### PROBLEM TO WORK ON
Restate word for word the line containing "[[509, 131]]" and all remaining lines of the entries below.

==== MATERIALS PROVIDED

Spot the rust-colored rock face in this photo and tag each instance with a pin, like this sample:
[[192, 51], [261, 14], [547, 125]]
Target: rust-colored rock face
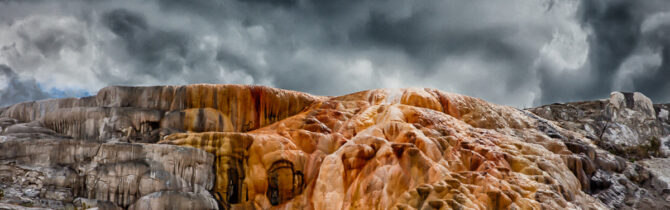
[[246, 147], [382, 149]]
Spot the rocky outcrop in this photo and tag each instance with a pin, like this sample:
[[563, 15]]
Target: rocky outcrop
[[38, 168], [244, 147], [626, 128]]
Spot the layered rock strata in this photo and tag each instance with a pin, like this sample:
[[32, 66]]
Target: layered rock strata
[[243, 147]]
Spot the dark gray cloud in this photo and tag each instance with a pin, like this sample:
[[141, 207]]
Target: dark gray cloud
[[517, 52], [14, 89]]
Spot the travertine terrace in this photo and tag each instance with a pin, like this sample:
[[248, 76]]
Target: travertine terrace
[[242, 147]]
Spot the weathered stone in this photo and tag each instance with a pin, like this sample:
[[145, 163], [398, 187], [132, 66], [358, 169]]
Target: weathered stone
[[376, 149]]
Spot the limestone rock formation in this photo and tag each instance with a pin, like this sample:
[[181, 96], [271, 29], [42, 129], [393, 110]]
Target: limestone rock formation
[[251, 147]]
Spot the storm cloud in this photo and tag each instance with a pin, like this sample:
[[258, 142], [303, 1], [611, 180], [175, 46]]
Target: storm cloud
[[518, 52]]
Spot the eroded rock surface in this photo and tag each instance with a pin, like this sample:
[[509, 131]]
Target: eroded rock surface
[[244, 147]]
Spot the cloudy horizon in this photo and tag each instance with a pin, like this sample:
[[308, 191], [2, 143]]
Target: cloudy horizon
[[521, 52]]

========

### WRITTEN SOLUTION
[[509, 131]]
Target: eroded rock surface
[[244, 147]]
Spot the cloudy horizon in this photo and tag each instance with a pin, like this sample:
[[308, 191], [2, 143]]
Target: cloudy horizon
[[521, 52]]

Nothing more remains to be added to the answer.